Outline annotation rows

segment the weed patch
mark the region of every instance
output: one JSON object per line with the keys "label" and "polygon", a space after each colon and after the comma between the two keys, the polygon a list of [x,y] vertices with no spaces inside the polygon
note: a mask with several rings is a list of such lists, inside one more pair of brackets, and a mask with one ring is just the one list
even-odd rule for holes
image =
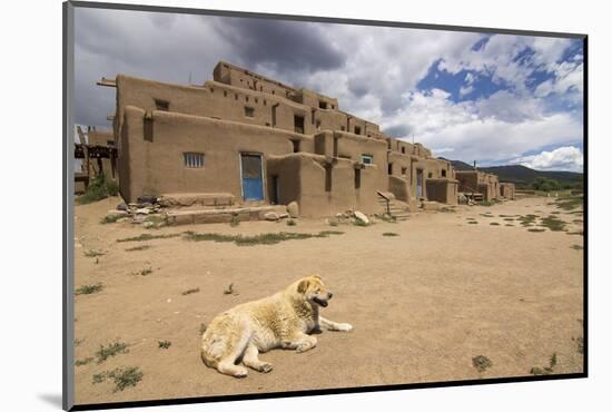
{"label": "weed patch", "polygon": [[154,241],[154,239],[167,239],[170,237],[178,237],[178,236],[180,236],[180,233],[169,233],[166,235],[151,235],[150,233],[144,233],[139,236],[117,239],[117,242],[146,242],[146,241]]}
{"label": "weed patch", "polygon": [[109,344],[108,346],[100,345],[100,350],[96,352],[96,356],[98,357],[98,363],[102,363],[109,357],[112,357],[119,353],[127,353],[128,352],[128,345],[122,342],[115,342]]}
{"label": "weed patch", "polygon": [[128,247],[126,249],[126,252],[146,251],[146,249],[149,249],[149,248],[151,248],[151,245],[141,245],[141,246]]}
{"label": "weed patch", "polygon": [[342,235],[344,232],[323,230],[319,233],[266,233],[254,236],[243,235],[220,235],[216,233],[195,233],[186,232],[185,239],[193,242],[234,242],[237,246],[255,246],[255,245],[275,245],[285,241],[309,239],[315,237],[328,237],[329,235]]}
{"label": "weed patch", "polygon": [[170,341],[159,341],[157,345],[159,349],[168,349],[172,343]]}
{"label": "weed patch", "polygon": [[136,386],[142,380],[144,373],[138,367],[116,369],[93,375],[93,383],[101,383],[111,379],[115,383],[112,392],[122,391],[128,386]]}
{"label": "weed patch", "polygon": [[472,364],[478,372],[484,372],[488,367],[493,366],[493,362],[486,356],[477,355],[475,357],[472,357]]}
{"label": "weed patch", "polygon": [[187,295],[190,295],[193,293],[198,293],[200,291],[199,287],[196,287],[196,288],[193,288],[193,290],[187,290],[185,292],[181,293],[182,296],[187,296]]}

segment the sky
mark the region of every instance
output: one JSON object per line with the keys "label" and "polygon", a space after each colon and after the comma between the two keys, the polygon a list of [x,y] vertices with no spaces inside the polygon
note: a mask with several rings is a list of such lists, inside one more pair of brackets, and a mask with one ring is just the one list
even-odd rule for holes
{"label": "sky", "polygon": [[76,122],[110,128],[118,73],[201,85],[219,60],[481,166],[583,170],[580,39],[76,10]]}

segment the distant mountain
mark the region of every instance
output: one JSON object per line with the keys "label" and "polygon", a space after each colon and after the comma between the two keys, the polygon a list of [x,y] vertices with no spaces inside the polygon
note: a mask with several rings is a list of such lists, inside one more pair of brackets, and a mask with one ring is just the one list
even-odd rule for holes
{"label": "distant mountain", "polygon": [[[446,160],[451,161],[456,170],[474,169],[472,165],[468,165],[465,161],[451,159]],[[546,177],[549,179],[554,179],[561,184],[571,185],[582,185],[584,179],[584,175],[581,173],[534,170],[532,168],[521,165],[478,167],[478,170],[497,175],[500,177],[500,182],[514,183],[519,187],[530,186],[537,177]]]}

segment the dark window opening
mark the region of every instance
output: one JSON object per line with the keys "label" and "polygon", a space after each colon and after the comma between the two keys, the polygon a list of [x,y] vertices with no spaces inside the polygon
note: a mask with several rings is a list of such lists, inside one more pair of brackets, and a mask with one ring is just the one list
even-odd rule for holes
{"label": "dark window opening", "polygon": [[332,192],[332,165],[325,166],[325,192]]}
{"label": "dark window opening", "polygon": [[155,107],[161,111],[169,111],[170,102],[168,100],[155,99]]}
{"label": "dark window opening", "polygon": [[201,153],[184,153],[182,163],[185,167],[197,169],[204,167],[204,154]]}
{"label": "dark window opening", "polygon": [[304,116],[294,116],[295,133],[304,134]]}
{"label": "dark window opening", "polygon": [[278,205],[278,198],[279,198],[279,193],[278,193],[278,175],[273,175],[272,177],[272,194],[270,194],[270,203],[273,205]]}
{"label": "dark window opening", "polygon": [[152,141],[152,117],[145,116],[144,124],[145,140]]}

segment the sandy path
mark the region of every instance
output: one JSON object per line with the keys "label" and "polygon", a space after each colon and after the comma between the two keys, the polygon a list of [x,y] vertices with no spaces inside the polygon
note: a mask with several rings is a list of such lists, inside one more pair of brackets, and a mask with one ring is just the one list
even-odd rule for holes
{"label": "sandy path", "polygon": [[[582,371],[576,340],[582,337],[583,252],[572,246],[582,246],[583,237],[532,233],[500,217],[561,212],[556,216],[569,223],[582,218],[546,198],[421,213],[371,227],[299,220],[293,227],[256,222],[146,230],[99,224],[118,203],[76,207],[76,285],[105,286],[76,296],[76,353],[77,359],[95,356],[100,345],[116,341],[129,344],[129,352],[76,366],[77,403],[529,375],[533,366],[546,366],[553,353],[555,373]],[[482,216],[487,212],[494,217]],[[468,217],[478,224],[468,224]],[[116,242],[187,229],[344,234],[247,247],[181,237]],[[571,224],[570,230],[576,229],[580,222]],[[151,247],[126,252],[142,244]],[[105,255],[86,257],[89,249]],[[154,271],[148,276],[129,275],[146,267]],[[269,374],[251,371],[236,380],[203,365],[200,323],[313,272],[334,292],[325,316],[352,323],[354,332],[324,332],[318,346],[304,354],[263,354],[274,365]],[[237,295],[223,293],[229,283]],[[181,294],[196,287],[199,293]],[[168,350],[158,349],[164,340],[171,342]],[[487,356],[493,366],[477,372],[472,365],[476,355]],[[95,373],[125,366],[144,372],[137,386],[113,393],[111,383],[92,384]]]}

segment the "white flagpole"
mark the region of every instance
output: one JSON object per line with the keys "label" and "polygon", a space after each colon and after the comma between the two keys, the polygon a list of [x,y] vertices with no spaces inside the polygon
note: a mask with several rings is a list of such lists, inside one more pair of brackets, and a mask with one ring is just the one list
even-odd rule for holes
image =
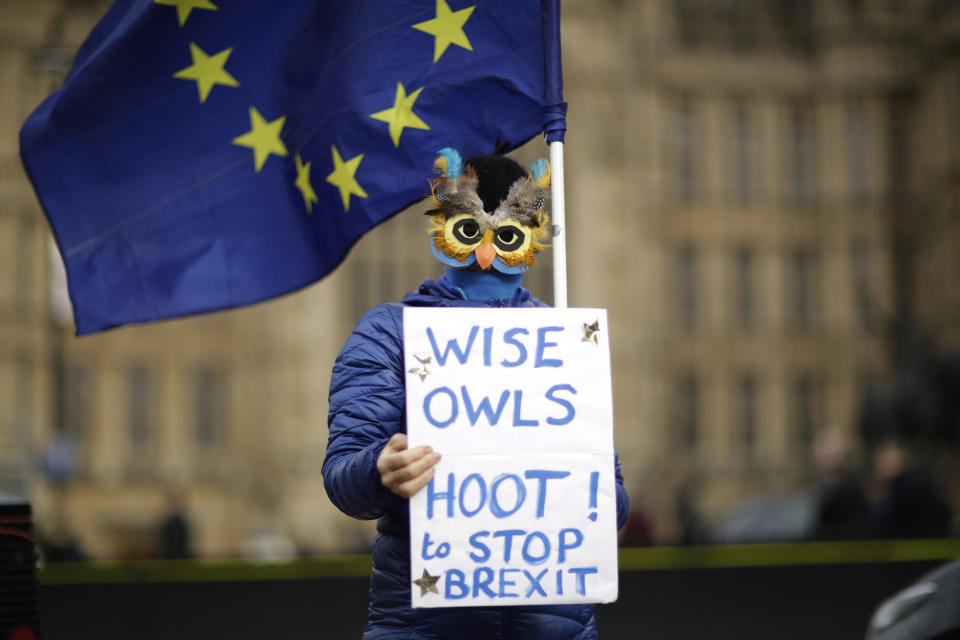
{"label": "white flagpole", "polygon": [[553,306],[567,308],[567,228],[563,201],[563,142],[550,143],[550,220],[553,222]]}

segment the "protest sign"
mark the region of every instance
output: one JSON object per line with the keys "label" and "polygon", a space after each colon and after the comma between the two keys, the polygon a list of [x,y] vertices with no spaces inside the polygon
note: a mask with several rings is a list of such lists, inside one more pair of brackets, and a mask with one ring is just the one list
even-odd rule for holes
{"label": "protest sign", "polygon": [[603,309],[406,307],[407,435],[443,458],[410,500],[414,607],[617,597]]}

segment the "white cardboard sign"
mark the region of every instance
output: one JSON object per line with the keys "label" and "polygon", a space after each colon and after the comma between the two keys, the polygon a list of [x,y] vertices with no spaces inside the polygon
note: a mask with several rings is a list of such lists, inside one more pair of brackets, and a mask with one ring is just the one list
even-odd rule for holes
{"label": "white cardboard sign", "polygon": [[403,312],[412,606],[616,600],[606,311]]}

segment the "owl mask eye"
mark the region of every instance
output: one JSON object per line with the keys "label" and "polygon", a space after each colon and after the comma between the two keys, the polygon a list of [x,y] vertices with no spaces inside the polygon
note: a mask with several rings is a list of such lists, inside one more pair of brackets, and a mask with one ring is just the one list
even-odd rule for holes
{"label": "owl mask eye", "polygon": [[463,244],[476,244],[483,239],[480,225],[473,218],[460,218],[450,226],[450,234]]}
{"label": "owl mask eye", "polygon": [[497,229],[493,236],[493,244],[500,251],[511,252],[523,247],[527,239],[527,234],[512,225],[507,225]]}

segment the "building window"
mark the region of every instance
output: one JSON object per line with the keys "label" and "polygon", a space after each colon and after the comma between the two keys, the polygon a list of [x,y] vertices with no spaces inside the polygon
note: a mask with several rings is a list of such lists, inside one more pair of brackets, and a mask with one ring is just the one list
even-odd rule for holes
{"label": "building window", "polygon": [[784,148],[786,172],[783,176],[784,195],[788,206],[807,208],[814,204],[815,135],[813,107],[806,103],[791,106],[787,116]]}
{"label": "building window", "polygon": [[693,247],[677,251],[677,316],[681,329],[691,331],[697,324],[697,255]]}
{"label": "building window", "polygon": [[734,182],[737,200],[748,204],[756,199],[758,163],[755,162],[757,142],[755,128],[750,121],[746,106],[738,104],[733,115]]}
{"label": "building window", "polygon": [[787,321],[795,331],[810,331],[817,325],[818,271],[817,256],[813,251],[795,249],[790,253],[786,287]]}
{"label": "building window", "polygon": [[194,377],[197,444],[212,449],[226,438],[227,389],[224,376],[201,369]]}
{"label": "building window", "polygon": [[129,394],[130,449],[135,457],[150,453],[153,437],[152,389],[150,372],[135,367],[127,374]]}
{"label": "building window", "polygon": [[803,459],[809,460],[814,435],[823,424],[823,381],[819,376],[803,372],[793,379],[789,410],[794,442]]}
{"label": "building window", "polygon": [[680,98],[674,114],[676,128],[674,158],[676,161],[677,198],[681,202],[692,202],[696,197],[696,153],[693,106],[689,97]]}
{"label": "building window", "polygon": [[752,458],[757,441],[757,379],[745,373],[737,381],[734,424],[746,457]]}
{"label": "building window", "polygon": [[857,322],[864,331],[871,331],[876,321],[876,306],[873,299],[870,268],[870,249],[865,240],[853,241],[850,250],[853,263],[853,301],[856,305]]}
{"label": "building window", "polygon": [[734,314],[741,331],[752,331],[756,324],[753,250],[740,247],[734,257]]}
{"label": "building window", "polygon": [[82,449],[89,438],[90,430],[90,371],[84,366],[76,365],[64,368],[62,375],[58,426],[70,434]]}
{"label": "building window", "polygon": [[700,437],[700,383],[694,373],[677,380],[674,433],[680,446],[694,451]]}
{"label": "building window", "polygon": [[847,175],[850,203],[863,207],[870,197],[870,130],[862,99],[847,105]]}

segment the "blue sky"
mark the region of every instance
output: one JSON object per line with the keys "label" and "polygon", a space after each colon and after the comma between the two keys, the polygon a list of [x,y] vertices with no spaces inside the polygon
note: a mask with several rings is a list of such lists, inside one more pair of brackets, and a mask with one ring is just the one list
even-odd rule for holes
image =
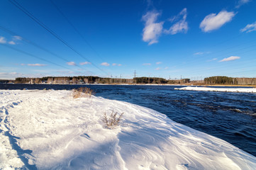
{"label": "blue sky", "polygon": [[133,78],[135,70],[137,76],[165,79],[256,76],[255,0],[3,0],[0,6],[0,79]]}

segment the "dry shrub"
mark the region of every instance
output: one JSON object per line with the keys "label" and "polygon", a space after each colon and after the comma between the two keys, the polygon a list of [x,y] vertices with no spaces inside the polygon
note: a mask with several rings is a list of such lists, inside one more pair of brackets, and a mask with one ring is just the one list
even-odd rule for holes
{"label": "dry shrub", "polygon": [[73,98],[82,98],[82,97],[89,97],[91,98],[91,96],[94,94],[93,90],[87,87],[80,87],[79,89],[74,89],[72,91],[71,95]]}
{"label": "dry shrub", "polygon": [[118,125],[121,119],[122,118],[123,113],[120,115],[118,115],[117,112],[112,110],[111,114],[108,116],[104,112],[103,114],[102,121],[106,124],[106,127],[113,129],[114,127]]}

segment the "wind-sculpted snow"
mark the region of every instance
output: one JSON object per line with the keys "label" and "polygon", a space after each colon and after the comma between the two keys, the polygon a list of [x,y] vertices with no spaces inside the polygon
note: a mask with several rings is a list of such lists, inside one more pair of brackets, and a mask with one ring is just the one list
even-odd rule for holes
{"label": "wind-sculpted snow", "polygon": [[[255,169],[256,157],[142,106],[0,91],[1,169]],[[107,129],[103,113],[124,113]]]}
{"label": "wind-sculpted snow", "polygon": [[191,91],[256,93],[256,88],[213,88],[213,87],[187,86],[187,87],[182,87],[179,89],[175,88],[174,89],[175,90],[191,90]]}

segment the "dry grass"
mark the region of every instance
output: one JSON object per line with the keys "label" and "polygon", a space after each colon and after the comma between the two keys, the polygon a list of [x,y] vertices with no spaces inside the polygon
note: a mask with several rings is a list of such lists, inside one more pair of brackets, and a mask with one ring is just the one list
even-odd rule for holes
{"label": "dry grass", "polygon": [[91,95],[94,94],[93,90],[87,87],[80,87],[72,90],[71,95],[74,98],[89,97],[91,98]]}
{"label": "dry grass", "polygon": [[111,114],[108,116],[106,112],[103,114],[102,121],[106,124],[106,126],[110,129],[118,125],[121,119],[122,118],[123,113],[118,114],[117,112],[112,110]]}

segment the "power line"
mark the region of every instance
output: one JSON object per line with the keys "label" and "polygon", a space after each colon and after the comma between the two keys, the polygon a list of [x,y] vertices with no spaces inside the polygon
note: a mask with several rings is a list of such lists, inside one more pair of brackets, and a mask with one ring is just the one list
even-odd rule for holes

Written request >>
Gather every line of the rows above that holds the string "white", copying each line in full.

Response to this task >>
segment the "white flagpole"
{"label": "white flagpole", "polygon": [[553,306],[567,308],[567,228],[563,201],[563,142],[550,143],[550,220],[553,222]]}
segment the "white cardboard sign"
{"label": "white cardboard sign", "polygon": [[403,312],[412,606],[616,600],[606,311]]}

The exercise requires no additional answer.